Instruction ▸
Every record here should be printed again exactly.

-.-.-

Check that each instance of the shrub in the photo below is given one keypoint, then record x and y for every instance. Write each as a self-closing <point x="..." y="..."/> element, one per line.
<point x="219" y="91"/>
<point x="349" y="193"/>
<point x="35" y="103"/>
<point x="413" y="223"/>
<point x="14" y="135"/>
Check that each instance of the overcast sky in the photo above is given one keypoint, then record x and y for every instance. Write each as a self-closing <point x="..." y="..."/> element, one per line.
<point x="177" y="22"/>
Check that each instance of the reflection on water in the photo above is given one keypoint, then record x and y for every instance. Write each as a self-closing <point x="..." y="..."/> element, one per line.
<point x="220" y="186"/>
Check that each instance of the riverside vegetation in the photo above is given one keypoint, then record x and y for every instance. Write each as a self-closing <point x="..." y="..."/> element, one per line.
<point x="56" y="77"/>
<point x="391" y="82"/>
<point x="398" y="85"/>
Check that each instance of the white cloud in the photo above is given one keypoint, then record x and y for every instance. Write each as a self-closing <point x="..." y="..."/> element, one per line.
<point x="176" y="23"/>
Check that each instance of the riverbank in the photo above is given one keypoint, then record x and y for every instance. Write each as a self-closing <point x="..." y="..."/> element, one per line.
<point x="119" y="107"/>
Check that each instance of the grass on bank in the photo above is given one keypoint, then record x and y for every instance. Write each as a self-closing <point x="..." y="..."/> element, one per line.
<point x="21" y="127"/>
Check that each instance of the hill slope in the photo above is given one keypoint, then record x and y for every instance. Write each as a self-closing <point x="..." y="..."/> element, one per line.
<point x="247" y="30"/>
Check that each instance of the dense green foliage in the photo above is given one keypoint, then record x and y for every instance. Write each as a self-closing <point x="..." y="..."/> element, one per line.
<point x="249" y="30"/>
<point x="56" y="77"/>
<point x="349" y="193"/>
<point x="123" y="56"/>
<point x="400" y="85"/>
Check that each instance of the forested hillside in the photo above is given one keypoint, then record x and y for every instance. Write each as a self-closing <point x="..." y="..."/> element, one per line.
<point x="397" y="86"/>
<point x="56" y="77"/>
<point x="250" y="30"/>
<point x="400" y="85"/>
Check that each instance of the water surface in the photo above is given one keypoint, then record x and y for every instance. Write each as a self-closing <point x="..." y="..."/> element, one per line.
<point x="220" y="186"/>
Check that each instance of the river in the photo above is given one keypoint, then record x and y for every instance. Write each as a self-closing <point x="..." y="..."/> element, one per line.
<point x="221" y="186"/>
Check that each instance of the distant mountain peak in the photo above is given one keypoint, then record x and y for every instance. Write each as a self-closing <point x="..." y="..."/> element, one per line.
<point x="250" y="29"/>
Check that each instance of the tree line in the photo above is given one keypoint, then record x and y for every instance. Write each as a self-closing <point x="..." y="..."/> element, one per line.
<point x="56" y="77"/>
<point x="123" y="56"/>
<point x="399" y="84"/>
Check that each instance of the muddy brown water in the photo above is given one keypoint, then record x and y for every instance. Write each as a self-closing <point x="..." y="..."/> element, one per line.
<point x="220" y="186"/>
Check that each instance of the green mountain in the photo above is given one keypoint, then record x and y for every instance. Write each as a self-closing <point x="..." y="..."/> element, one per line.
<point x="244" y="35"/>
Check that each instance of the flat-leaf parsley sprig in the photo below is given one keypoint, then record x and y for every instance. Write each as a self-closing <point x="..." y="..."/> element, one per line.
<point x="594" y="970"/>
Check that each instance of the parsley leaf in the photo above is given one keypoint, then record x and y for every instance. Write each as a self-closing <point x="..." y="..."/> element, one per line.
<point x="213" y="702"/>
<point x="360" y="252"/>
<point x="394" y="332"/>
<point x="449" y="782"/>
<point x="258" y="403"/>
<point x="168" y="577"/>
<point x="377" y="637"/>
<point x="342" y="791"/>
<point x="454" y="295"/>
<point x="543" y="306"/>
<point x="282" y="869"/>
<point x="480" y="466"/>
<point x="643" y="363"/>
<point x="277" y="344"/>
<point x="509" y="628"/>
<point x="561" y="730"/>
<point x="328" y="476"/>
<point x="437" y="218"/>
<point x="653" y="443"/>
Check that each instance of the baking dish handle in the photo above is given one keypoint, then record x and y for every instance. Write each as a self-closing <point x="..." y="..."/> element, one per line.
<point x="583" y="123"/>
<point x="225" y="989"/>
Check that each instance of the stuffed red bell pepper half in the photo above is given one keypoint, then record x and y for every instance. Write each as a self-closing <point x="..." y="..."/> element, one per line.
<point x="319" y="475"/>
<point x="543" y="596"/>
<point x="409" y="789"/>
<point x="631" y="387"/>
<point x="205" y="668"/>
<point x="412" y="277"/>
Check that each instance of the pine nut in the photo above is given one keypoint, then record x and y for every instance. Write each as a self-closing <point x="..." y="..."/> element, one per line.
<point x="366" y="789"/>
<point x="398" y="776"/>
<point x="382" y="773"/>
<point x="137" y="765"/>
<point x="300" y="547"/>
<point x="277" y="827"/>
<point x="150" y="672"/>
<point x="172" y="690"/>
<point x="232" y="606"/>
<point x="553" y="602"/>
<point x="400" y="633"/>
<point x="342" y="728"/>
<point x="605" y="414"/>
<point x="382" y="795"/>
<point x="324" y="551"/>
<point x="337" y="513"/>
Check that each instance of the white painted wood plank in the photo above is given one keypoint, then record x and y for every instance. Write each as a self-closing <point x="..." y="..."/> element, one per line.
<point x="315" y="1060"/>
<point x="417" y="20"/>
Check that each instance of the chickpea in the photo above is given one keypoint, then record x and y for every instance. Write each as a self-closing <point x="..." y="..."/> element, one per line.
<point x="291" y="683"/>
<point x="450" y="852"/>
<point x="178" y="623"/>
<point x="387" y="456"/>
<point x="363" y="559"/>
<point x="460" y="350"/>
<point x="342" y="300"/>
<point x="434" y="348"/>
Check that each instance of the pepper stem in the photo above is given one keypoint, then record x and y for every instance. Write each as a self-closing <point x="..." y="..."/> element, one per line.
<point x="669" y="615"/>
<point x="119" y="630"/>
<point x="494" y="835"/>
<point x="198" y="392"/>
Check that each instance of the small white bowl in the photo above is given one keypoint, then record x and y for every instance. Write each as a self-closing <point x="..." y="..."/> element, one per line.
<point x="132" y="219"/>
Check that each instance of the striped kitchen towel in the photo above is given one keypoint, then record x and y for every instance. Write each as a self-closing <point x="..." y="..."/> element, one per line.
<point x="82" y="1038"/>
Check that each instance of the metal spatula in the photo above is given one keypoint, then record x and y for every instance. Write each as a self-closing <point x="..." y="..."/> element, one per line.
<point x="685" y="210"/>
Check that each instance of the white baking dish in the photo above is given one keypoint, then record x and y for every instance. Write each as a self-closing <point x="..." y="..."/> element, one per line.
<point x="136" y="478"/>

-.-.-

Task output ▸
Check that each instance of the shrub in the photo below is given one keypoint, then record x and y for every instance. Write each as a self-closing <point x="..." y="..."/> element, one per line.
<point x="219" y="91"/>
<point x="349" y="193"/>
<point x="35" y="103"/>
<point x="413" y="223"/>
<point x="14" y="135"/>
Check that each instance of the overcast sky in the photo above is given one keypoint, then record x and y for every instance. Write each as a self-closing <point x="..." y="..."/> element, one per line.
<point x="177" y="22"/>
Check that each instance of the reflection on water in the photo above is given one keypoint, then record x and y for every instance. Write each as a self-closing <point x="..." y="..."/> element, one per line.
<point x="220" y="186"/>
Check that each instance of the riverside vegetation in the photo above is given one keypoint, then record x and y for every instance. Write each as a self-closing <point x="..." y="..."/> element, one per line.
<point x="56" y="77"/>
<point x="391" y="82"/>
<point x="398" y="85"/>
Check that each instance of the white cloud in the photo above is given one keypoint, then record x and y for every instance. Write each as a self-closing <point x="..." y="..."/> element, one per line.
<point x="176" y="23"/>
Check that each instance of the riverbank in the photo above is given one keypoint, then record x and y for every instance. Write each as a self-closing <point x="..." y="..."/> element, one per line.
<point x="119" y="107"/>
Check that each instance of the grass on bank in the photo above is given one keypoint, then record x and y for every instance. Write each as a self-closing <point x="..." y="..."/> element, one per line.
<point x="21" y="127"/>
Check that each instance of the hill slope in the photo above is given one keypoint, then record x and y for every instance. Write each as a self-closing <point x="..." y="..."/> element, one per line.
<point x="247" y="30"/>
Check that each instance of the dense green foliage in the photo above is given one keypoint, then record x and y for every instance. Write each as a self-closing <point x="..." y="..."/> element, one per line.
<point x="249" y="30"/>
<point x="56" y="77"/>
<point x="349" y="193"/>
<point x="123" y="56"/>
<point x="400" y="85"/>
Check that each instance of the forested hillside in the photo above is given one keypoint, then record x and y for every instance. Write each as a self-closing <point x="..." y="..."/> element, one per line.
<point x="397" y="86"/>
<point x="56" y="77"/>
<point x="250" y="30"/>
<point x="400" y="85"/>
Check that each instance of the water surface in the photo above is given one keypoint, then record x and y for every instance. Write each as a self-closing <point x="..." y="..."/> element, one per line.
<point x="220" y="186"/>
Check that each instance of the river in the photo above is given one keypoint, then record x and y for every instance. Write each as a self-closing <point x="..." y="..."/> element, one per line.
<point x="221" y="186"/>
Check that each instance of the distant mountain peak in the photo above is given one keypoint, then record x and y for every instance. Write each as a self-closing <point x="..." y="..."/> element, one per line.
<point x="250" y="29"/>
Check that each instance of the tree line in the photo above is given one keypoint, then record x and y for every instance. Write each as a self-closing <point x="..." y="..."/> element, one per line.
<point x="56" y="77"/>
<point x="123" y="56"/>
<point x="399" y="84"/>
Check that each instance of the muddy brown water in the photo above is given one keypoint, then record x and y for every instance. Write each as a self-closing <point x="..." y="..."/> element, one per line.
<point x="220" y="186"/>
Check that each instance of the green mountain in the photo above is given one keypoint, then record x and y for every instance. Write each as a self-closing <point x="..." y="..."/> element, one per line.
<point x="244" y="35"/>
Check that each instance of the flat-leaf parsley sprig in the photo below is given one keypoint, then record x and y for every instance. Write each as a self-closing <point x="..." y="..."/> element, one per line.
<point x="594" y="970"/>
Check that each instance of the parsley leaf in the photo above is given one keypoint, then record x and y for every instance. Write each as a self-closing <point x="..." y="..."/> element, one per line.
<point x="213" y="702"/>
<point x="360" y="252"/>
<point x="394" y="332"/>
<point x="449" y="782"/>
<point x="258" y="403"/>
<point x="168" y="577"/>
<point x="377" y="637"/>
<point x="342" y="791"/>
<point x="454" y="295"/>
<point x="543" y="306"/>
<point x="282" y="869"/>
<point x="480" y="466"/>
<point x="643" y="363"/>
<point x="277" y="344"/>
<point x="509" y="628"/>
<point x="561" y="730"/>
<point x="328" y="476"/>
<point x="437" y="218"/>
<point x="653" y="443"/>
Check that each instance of the baking dish handle in the photo above is given one keypoint, then record x and y for every instance. Write each as a self-closing <point x="..." y="..."/> element, one per line.
<point x="583" y="123"/>
<point x="225" y="989"/>
Check that each instance of the stuffed red bell pepper half in the photo above is given one keypoint, then record x and y for every instance. Write each as a self-closing <point x="..." y="..."/> element, one per line.
<point x="319" y="475"/>
<point x="543" y="596"/>
<point x="409" y="789"/>
<point x="631" y="387"/>
<point x="205" y="668"/>
<point x="412" y="277"/>
Check that each instance of the pine nut in the photo above is given one keypoint, then record x and y for every instance. Write each as a self-closing <point x="..." y="..."/> element, one per line.
<point x="366" y="789"/>
<point x="398" y="776"/>
<point x="382" y="773"/>
<point x="137" y="765"/>
<point x="300" y="547"/>
<point x="277" y="827"/>
<point x="150" y="672"/>
<point x="172" y="690"/>
<point x="232" y="606"/>
<point x="553" y="602"/>
<point x="400" y="633"/>
<point x="342" y="728"/>
<point x="605" y="414"/>
<point x="382" y="795"/>
<point x="324" y="551"/>
<point x="337" y="513"/>
Check that each instance of the white painted wood plank in the photo above is given one keypoint, then record x and y for every instance. Write each as a self-closing <point x="..." y="..."/> element, one per line.
<point x="315" y="1060"/>
<point x="417" y="20"/>
Check that each instance of the chickpea in the photo above is given one keypoint, then record x and y for every instance. Write each as a self-closing <point x="..." y="..."/> element, one per line.
<point x="291" y="683"/>
<point x="450" y="852"/>
<point x="178" y="623"/>
<point x="387" y="456"/>
<point x="363" y="559"/>
<point x="460" y="350"/>
<point x="342" y="300"/>
<point x="434" y="348"/>
Check that each instance of the pepper stem in the photo above is given one keypoint, then record x and y for every instance. Write each as a self-closing <point x="..." y="..."/> element, one per line.
<point x="669" y="615"/>
<point x="119" y="630"/>
<point x="494" y="835"/>
<point x="198" y="392"/>
Check that each instance of the small white bowl in the photo above is given one keypoint, then record x and y for every instance. Write each as a self-closing <point x="..." y="..."/> element, one per line.
<point x="132" y="219"/>
Check that each instance of the striped kitchen towel in the photo above is given one keypoint, then record x and y for every instance. Write each as a self-closing <point x="..." y="..."/> element, one per line.
<point x="82" y="1038"/>
Check that each instance of the metal spatula in the photo above is given one keypoint, then record x and y for every instance. Write each as a self-closing <point x="..." y="..."/> element, one per line.
<point x="685" y="210"/>
Check that each instance of the white baking dish in the photo above is given one keypoint, then record x and y for every instance. Write each as a self-closing <point x="..." y="..."/> element, one per line.
<point x="136" y="478"/>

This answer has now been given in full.